(Collected data entries)
▬▬▬▬▬▬▬▬▬▬

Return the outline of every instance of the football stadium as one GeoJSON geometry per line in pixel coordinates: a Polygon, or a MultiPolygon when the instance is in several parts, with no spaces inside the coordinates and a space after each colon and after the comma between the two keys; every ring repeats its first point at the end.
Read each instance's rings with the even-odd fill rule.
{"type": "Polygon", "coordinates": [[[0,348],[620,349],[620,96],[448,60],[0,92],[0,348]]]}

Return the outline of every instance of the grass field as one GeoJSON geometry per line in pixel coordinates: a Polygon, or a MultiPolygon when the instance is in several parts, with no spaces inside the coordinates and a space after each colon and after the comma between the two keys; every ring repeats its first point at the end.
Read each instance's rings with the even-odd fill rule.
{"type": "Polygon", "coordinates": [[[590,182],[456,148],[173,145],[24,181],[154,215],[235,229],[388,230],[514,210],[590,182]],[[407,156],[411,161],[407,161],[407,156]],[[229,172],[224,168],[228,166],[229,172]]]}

▬▬▬▬▬▬▬▬▬▬

● **Task statement**: Lay out every line of the records above as a Markdown table with the columns Row and Line, numbering the rows in order and omitting blank lines.

● **Final result**:
| Row | Line |
|---|---|
| 1 | Return the outline of every instance of the football stadium as one GeoJSON geometry per line in pixel coordinates: a Polygon, or a MultiPolygon when the instance is in several parts, with no spaces inside the coordinates and a space after each colon and after the comma between the two keys; every ring repeats its first point at the end. |
| 2 | Read each instance's rings with the even-odd fill rule. |
| 3 | {"type": "Polygon", "coordinates": [[[0,348],[620,349],[620,96],[448,60],[0,92],[0,348]]]} |
| 4 | Return the outline of every instance of the grass field as one GeoJSON geometry per line in pixel coordinates: a Polygon, or a MultiPolygon when the instance is in several parts, with no spaces inside the coordinates and a space after each colon and after the comma between the two keys; every ring repeats its first point at the end. |
| 5 | Read each instance's rings with the even-odd fill rule. |
| 6 | {"type": "Polygon", "coordinates": [[[590,182],[456,148],[173,145],[24,181],[154,215],[235,229],[388,230],[514,210],[590,182]],[[407,156],[411,161],[407,161],[407,156]],[[229,172],[224,168],[228,166],[229,172]]]} |